- [What the exercise asks]
Retype every entry in its entirety, without alteration.

- [Stored rows]
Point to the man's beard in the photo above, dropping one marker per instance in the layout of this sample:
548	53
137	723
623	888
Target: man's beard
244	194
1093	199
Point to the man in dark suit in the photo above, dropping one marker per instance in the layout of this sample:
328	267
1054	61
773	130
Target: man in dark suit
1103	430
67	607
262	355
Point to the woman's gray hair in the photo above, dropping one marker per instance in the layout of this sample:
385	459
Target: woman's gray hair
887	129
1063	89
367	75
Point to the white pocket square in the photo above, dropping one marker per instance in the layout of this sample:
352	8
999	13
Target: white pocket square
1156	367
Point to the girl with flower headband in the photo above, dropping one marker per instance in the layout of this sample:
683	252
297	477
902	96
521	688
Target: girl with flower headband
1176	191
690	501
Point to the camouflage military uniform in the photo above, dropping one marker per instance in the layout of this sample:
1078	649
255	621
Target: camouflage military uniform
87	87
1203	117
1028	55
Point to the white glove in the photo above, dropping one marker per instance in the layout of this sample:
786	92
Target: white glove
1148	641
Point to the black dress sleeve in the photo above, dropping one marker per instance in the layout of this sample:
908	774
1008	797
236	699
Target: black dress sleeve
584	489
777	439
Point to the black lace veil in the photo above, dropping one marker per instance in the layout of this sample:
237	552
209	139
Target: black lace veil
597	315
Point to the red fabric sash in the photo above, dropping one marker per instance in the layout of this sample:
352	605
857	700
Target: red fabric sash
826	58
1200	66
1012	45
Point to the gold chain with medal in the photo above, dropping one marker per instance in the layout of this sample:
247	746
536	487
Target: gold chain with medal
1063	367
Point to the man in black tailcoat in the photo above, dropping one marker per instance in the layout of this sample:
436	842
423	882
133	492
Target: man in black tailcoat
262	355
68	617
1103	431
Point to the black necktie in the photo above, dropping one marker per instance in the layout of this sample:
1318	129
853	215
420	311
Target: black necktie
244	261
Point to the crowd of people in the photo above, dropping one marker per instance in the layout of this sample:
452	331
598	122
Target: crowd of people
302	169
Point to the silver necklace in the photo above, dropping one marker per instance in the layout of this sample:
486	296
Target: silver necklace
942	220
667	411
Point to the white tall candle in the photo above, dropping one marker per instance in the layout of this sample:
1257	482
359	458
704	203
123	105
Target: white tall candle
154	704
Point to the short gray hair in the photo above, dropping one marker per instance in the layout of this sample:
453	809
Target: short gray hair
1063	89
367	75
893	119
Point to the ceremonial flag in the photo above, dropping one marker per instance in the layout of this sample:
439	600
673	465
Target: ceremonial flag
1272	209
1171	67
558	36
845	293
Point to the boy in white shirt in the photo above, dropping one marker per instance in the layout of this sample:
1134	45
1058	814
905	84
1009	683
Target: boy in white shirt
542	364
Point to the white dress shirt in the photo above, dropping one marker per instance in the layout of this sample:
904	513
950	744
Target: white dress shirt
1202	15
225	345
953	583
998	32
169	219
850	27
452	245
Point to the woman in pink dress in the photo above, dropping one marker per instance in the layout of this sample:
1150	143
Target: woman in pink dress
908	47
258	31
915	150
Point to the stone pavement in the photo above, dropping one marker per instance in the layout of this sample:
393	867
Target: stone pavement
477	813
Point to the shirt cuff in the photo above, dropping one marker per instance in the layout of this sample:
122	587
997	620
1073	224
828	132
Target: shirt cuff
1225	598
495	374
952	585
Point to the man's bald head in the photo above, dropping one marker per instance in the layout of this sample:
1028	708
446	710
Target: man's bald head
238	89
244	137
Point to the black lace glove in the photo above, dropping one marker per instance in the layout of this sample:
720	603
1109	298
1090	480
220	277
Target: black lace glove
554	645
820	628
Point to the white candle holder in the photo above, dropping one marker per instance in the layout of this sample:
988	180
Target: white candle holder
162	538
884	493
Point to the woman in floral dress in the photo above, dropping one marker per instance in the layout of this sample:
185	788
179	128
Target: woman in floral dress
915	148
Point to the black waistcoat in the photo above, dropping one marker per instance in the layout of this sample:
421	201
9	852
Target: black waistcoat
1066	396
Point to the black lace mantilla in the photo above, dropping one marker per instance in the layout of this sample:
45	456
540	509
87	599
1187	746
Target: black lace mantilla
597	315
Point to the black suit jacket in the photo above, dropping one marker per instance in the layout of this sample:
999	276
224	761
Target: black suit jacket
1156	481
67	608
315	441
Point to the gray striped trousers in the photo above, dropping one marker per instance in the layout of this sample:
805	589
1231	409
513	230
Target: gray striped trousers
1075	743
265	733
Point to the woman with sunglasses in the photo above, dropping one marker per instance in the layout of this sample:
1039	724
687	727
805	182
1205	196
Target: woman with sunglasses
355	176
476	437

- [Complete answer]
Point to the man's beard in the photo above, dropping one marker per instance in the layout of this sample:
548	53
137	723
623	888
Target: man's beard
244	194
1093	199
Point to the man in dark suit in the photo above, dropping one marker per instance in the layout of this sample:
328	267
1054	61
773	130
Target: man in dark suit
1103	430
67	607
262	355
Point to the woman's gray hair in the photo above, dropping one marker per instance in the layout of this sample:
385	459
Target: woman's gray hair
887	129
1063	89
367	75
Point to the white pocket square in the photo above, dropping one marker per instance in the layout of this sample:
352	8
999	13
Target: white pocket square
1156	367
Point to the girl with flower headband in the photo above, dropping one marker per instance in the layout of this sample:
683	252
297	477
902	96
521	688
Target: girl with flower headband
1176	191
690	501
Point to the camouflage military uniform in the photo above, dropping one marker per instance in the layout of this sample:
1078	649
255	621
Target: camouflage military uniform
87	87
1203	117
1028	55
Point to the white glove in the photo above, dropping one marker per instance in the layout of this sample:
786	92
Target: white glove
1148	641
Point to the black dress sleeve in the photo above, dropping one marker per instance in the layout of this sample:
908	774
1008	797
236	699
Target: black dress sleeve
584	489
777	439
Point to the black lace veil in the photo above, dropping one marker per instance in the layout of this sample:
237	552
209	139
Target: black lace veil
597	315
Point to the red fabric sash in the photo above, dropping one marker per instance in the layout of this sample:
352	605
857	700
Target: red fabric sash
826	58
1200	66
1012	45
Point to the gold chain with medal in the photo above, dropping one marker per instance in the layout of this sample:
247	746
536	487
Target: gold chain with medal
1063	367
Point to the man in black tailcoat in the photo above, dropping one marker per instance in the layout of this sample:
436	842
423	882
133	492
Target: man in black tailcoat
262	355
68	617
1103	431
Point to the black necktie in the photo above, dropping one marker per instance in the layout of this sample:
1318	129
853	215
420	311
Target: black necktie
244	261
Point to the crowd of people in the photo above, dropping one marker per instance in the layout of this sample:
452	331
598	122
Target: crowd of people
302	169
Point to the silver necklace in the photo above, dropping one marker per instance in the layout of this sample:
486	296
Target: silver necklace
942	220
667	411
Point to the white tall candle in the photo above, dropping one marker per instance in the layout of this sample:
1257	482
359	458
704	203
123	105
Target: white tall candle
154	704
Point to the short gray hair in the photo above, dropping one marker per instance in the layout of this sample:
453	809
Target: short gray hair
1063	89
367	75
893	119
Point to the ceremonial flag in the photo above, dropping one marker per instance in the layout of this sample:
439	600
673	465
Target: ceremonial flag
1272	209
1171	67
558	36
845	293
Point to the boy in white shirt in the photo above, dropping one marker per instance in the layout of this sample:
1134	45
1058	814
905	84
1009	683
Target: boy in white shirt
542	364
Point to the white dress shirt in the photo above, dropping one marker per instance in the layout of this sample:
904	513
950	744
Target: white dress shirt
1202	15
225	345
953	583
998	32
169	219
850	27
452	245
Point to the woman in pink dress in the photo above, dropping one marker per instance in the layout of this sample:
1150	143
Target: woman in pink dress
908	47
258	31
915	150
Point to the stone pavement in the photo above, dropping one marker per instance in the layout of this sample:
393	867
Target: stone pavement
477	813
Point to the shirt cuff in the photo above, dropping one marker per instance in the layout of this sample:
122	587
997	620
1073	224
828	132
Target: shirt cuff
1225	598
495	374
952	585
Point to the man's bald head in the photo above, dropping one marker per instance in the layout of this sample:
1028	708
446	710
Target: man's bald head
238	89
244	137
Point to the black lace glove in the photo above, dropping one marker per instance in the layout of this sample:
720	603
1109	298
1090	480
220	277
Target: black lace glove
554	645
820	628
Point to the white candle holder in the photo above, dropping one marker per instance in the layout of this sample:
988	180
Target: white candle holder
162	538
884	493
Point to the woman in floral dress in the photo above, dropping one marker per instance in the layout of this sample:
185	788
179	128
Target: woman in floral dress
915	148
Point to the black waistcoat in the photo above, dropping one marker per instance in the layout of this sample:
421	201
9	852
Target: black waistcoat
1066	396
Point to the black lace mantilla in the photo above, dropping one marker per instance in the layout of this sample:
45	456
540	509
87	599
1187	746
Target: black lace mantilla
597	315
Point to the black suit jacket in the photo above, dropping one marker per instance in the layout of this sample:
999	276
224	761
Target: black suit jacket
1156	481
67	608
315	441
Point to the gray striped trousers in the photo above, dropping one marker per instance in the layout of this sample:
805	589
1231	409
513	230
Target: gray striped trousers
1075	743
265	733
Point to the woman with sunglasses in the photo above, dropping one marker per instance in the layout of this sample:
1039	724
687	727
805	182
1205	196
Target: woman with sunglasses
355	176
476	437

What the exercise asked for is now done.